Problem details
Please list each line in the items below that contains the word "tank".

..............................

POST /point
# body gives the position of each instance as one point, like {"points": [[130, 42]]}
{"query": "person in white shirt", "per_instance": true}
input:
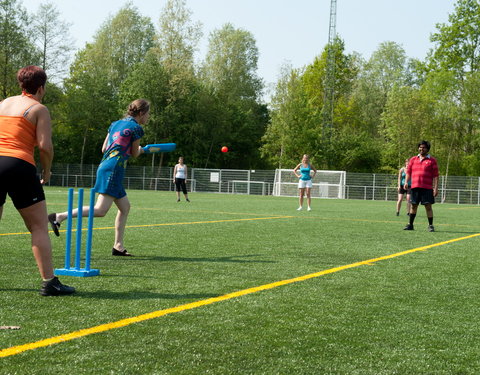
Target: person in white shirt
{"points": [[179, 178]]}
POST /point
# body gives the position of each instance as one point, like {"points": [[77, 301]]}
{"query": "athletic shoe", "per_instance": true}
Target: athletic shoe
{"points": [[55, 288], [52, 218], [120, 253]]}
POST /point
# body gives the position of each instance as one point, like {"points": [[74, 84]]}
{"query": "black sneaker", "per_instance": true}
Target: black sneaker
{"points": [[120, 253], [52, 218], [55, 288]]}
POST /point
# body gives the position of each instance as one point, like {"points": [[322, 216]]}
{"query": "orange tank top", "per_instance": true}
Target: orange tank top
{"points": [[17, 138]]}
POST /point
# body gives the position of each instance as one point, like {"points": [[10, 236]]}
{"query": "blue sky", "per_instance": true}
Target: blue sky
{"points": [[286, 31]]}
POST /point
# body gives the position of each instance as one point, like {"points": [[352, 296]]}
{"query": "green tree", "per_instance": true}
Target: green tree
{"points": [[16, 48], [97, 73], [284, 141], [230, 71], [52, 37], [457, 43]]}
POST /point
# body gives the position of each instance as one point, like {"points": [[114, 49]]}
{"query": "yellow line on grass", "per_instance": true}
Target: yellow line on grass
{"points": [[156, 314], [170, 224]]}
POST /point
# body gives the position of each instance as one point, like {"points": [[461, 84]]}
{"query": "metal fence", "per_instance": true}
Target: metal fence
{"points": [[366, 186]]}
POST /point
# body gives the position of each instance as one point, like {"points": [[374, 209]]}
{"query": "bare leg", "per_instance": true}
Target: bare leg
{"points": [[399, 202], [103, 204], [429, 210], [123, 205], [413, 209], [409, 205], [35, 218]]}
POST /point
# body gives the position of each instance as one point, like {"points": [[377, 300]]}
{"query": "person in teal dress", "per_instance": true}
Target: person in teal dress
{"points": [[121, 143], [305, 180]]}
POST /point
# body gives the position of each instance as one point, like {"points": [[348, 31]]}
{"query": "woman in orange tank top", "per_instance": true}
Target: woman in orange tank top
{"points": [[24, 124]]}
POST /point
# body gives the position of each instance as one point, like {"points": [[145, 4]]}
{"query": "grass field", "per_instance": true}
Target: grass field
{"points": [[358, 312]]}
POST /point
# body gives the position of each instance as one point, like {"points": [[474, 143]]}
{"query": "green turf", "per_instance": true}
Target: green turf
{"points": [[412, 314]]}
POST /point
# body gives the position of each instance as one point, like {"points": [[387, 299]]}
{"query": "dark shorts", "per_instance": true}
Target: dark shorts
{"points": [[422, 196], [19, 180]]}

..............................

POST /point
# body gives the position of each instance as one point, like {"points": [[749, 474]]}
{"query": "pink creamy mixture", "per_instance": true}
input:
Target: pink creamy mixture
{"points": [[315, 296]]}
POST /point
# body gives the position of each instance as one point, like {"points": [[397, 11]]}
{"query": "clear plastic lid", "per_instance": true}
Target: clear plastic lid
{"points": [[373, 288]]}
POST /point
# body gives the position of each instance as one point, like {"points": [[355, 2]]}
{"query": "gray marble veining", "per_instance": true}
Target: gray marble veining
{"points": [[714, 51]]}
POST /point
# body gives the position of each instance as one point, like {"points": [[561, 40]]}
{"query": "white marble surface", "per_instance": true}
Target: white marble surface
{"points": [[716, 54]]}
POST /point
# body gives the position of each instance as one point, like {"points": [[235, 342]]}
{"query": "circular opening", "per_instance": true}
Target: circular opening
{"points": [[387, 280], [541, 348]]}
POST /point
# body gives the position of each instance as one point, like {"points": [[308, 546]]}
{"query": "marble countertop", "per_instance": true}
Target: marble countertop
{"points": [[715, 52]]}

..............................

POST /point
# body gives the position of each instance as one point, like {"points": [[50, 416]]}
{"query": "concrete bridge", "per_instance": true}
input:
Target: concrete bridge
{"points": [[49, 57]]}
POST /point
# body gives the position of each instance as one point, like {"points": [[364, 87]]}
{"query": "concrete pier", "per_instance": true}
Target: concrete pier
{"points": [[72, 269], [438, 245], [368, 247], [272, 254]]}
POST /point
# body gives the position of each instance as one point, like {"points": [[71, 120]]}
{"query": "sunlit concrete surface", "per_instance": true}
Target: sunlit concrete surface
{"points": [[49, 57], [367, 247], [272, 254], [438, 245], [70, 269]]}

..............................

Response below
{"query": "orange tank top", "per_instance": true}
Target: orange tank top
{"query": "woman in orange tank top", "per_instance": true}
Target: woman in orange tank top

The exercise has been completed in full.